Dans l'éditorial ci-dessous, relevez toutes les tendances énumérées juste après les mots « Il suffit d'observer les flux de circulation pour s'en convaincre ».

EXTRAIT DU TEXTE –
- - - - - - -

L'éditorial

     À l’heure de la multiplication des embouteillages et des difficultés de circulation récurrentes, évoquer les nouvelles mobilités pourrait presque passer pour une aimable provocation ! Si Place Publique a choisi de consacrer son dossier à ce sujet à la fois complexe et très proche, c’est précisément pour en mesurer la portée et tenter d’en définir les enjeux. Les déplacements façonnent la ville et modèlent nos vies. Subis ou choisis, les modes de transports rythment notre quotidien. Mais avec le numérique, ils connaissent une mutation sans prédécent, en ce qu’ils peuvent désormais être optimisés, pilotés et coordonnés. Chacun pressent une révolution à l’oeuvre : l’industrie automobile cherche à se réinventer, l’urbanisme doit tenir compte de ces nouveaux usages, les citoyens se découvrent de nouvelles solidarités fondées sur des itinéraires partagés…
    Bref, c’est tout une nouvelle manière d’appréhender l’espace et les trajets qui se dessine sous nos yeux. Dans l’agglomération rennaise, des initiatives concrètes se font jour, des comportements évoluent. L’usage, pour certains, prime désormais sur la propriété : posséder ma propre voiture n’a plus d’importance, si j’ai l’assurance de disposer d’un véhicule adapté à mes attentes à l’instant précis où j’en ai besoin ! Évidemment, pour l’instant, les solutions disponibles demeurent souvent à l’état de prototypes. Mais des tendances de fond commencent à se manifester. Il suffit d’observer les flux de circulation pour s’en convaincre : multiplication des aires de covoiturage à proximité des grands axes, succès de fréquentation de la première ligne de métro (en attendant la deuxième !), boom des applications de calcul d’itinéraires ou d’indicateurs horaires de transports collectifs… Et dans ce domaine, des progrès sont encore possibles, si l’on se réfère à certaines initiatives de nos voisins européens, comme aux Pays-Bas. De la fabrication de la ville, il en est aussi question dans ce numéro avec Nolwenn Lam Kermarrec, présidente de Kermarrec Promotion. Dans un grand entretien, la fille du fondateur du groupe immobilier éponyme revient sur son parcours, marqué par le design. Elle exprime ici son attachement à Rennes, partage ses projets et formule quelques mises en garde qui feront peut-être débat.

- - - - - - -

(Données enregistrées)

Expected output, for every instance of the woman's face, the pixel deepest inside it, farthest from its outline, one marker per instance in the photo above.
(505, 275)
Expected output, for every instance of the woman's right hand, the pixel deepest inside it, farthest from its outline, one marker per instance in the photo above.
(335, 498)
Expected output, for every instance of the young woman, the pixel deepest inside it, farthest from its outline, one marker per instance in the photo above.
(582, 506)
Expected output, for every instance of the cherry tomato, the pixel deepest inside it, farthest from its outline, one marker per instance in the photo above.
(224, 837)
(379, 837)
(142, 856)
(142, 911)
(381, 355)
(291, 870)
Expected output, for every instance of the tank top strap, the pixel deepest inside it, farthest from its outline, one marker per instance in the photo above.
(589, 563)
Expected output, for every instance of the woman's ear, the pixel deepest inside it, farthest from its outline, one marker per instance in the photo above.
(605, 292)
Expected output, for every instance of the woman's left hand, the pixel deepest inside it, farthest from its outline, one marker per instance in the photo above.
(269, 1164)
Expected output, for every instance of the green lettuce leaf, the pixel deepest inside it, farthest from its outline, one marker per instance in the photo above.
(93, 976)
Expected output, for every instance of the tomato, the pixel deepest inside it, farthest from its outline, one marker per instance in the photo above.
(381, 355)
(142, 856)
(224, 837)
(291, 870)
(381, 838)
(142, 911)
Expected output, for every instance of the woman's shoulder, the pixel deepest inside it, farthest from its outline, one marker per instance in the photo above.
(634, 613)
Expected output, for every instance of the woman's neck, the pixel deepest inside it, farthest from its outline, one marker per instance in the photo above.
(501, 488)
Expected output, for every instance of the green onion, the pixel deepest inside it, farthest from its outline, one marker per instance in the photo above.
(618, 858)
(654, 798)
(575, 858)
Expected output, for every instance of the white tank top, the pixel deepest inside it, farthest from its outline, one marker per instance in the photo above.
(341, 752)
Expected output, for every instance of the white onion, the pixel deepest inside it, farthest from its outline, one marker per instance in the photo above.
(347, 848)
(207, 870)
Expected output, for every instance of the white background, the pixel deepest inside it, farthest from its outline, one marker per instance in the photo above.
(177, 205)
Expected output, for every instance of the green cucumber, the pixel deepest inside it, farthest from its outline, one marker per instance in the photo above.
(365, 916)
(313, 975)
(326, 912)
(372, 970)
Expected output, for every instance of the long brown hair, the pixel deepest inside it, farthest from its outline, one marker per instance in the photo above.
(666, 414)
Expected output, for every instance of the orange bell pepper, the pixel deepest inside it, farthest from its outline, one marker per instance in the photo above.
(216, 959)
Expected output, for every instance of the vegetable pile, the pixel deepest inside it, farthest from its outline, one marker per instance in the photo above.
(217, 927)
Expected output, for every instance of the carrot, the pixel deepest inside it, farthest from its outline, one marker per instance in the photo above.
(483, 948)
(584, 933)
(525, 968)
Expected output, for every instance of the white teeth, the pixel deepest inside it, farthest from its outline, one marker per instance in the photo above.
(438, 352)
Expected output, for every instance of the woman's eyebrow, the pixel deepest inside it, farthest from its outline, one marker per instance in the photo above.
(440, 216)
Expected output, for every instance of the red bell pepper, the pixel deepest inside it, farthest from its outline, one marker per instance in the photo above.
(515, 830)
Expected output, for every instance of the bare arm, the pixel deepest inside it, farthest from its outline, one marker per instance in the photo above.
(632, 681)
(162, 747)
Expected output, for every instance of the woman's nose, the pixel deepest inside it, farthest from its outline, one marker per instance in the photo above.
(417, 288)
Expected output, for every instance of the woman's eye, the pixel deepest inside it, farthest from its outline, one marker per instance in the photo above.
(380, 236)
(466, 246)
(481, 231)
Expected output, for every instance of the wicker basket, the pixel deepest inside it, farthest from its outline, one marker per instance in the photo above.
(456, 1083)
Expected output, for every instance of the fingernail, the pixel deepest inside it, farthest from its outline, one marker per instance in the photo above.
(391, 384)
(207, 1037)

- - - - - - -

RÉSULTAT DE L'EXERCICE –
- multiplication des aires de covoiturage à proximité des grands axes
- succès de fréquentation de la première ligne de métro
- boom des applications de calcul d'itinéraires ou d'indicateurs horaires de transports collectifs